PROBLEM STATEMENT
In your copy, repeat each record exactly and include no pictures.

Region pointing data

····················

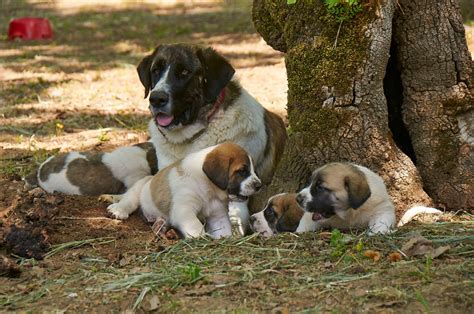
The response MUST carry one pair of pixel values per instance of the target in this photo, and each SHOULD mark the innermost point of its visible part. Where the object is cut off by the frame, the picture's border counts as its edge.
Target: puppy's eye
(269, 212)
(243, 171)
(321, 188)
(156, 71)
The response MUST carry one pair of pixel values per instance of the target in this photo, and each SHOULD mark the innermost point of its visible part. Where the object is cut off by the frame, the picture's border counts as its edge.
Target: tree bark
(436, 73)
(337, 107)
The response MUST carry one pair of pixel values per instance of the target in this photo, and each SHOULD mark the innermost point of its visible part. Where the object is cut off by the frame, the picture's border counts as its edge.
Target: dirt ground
(80, 91)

····················

REPLY
The response MUST carry one pair of pixel values per instance of the target in this photo, and each SHOULD mark the innermost point of its visible part. Where the object is cut off by the frame, the picture's border counts as its edge.
Target: puppy's eye
(269, 212)
(243, 171)
(321, 188)
(156, 71)
The response MUST carry one pair of pixel values per instance of the target in this photo, and each SHOULD mark the innermost point of its visible part. Where the object is cut off by the frame, the picture's border counts as its edge.
Target: tree bark
(436, 73)
(337, 107)
The response MUST carry one pair of pixel values per instance of the target in this photo, and each SHOULD mark the innermost point of its visible part. Where the object is cut off by the frame, the picture's border counts as its edge.
Target: dirt ground
(80, 91)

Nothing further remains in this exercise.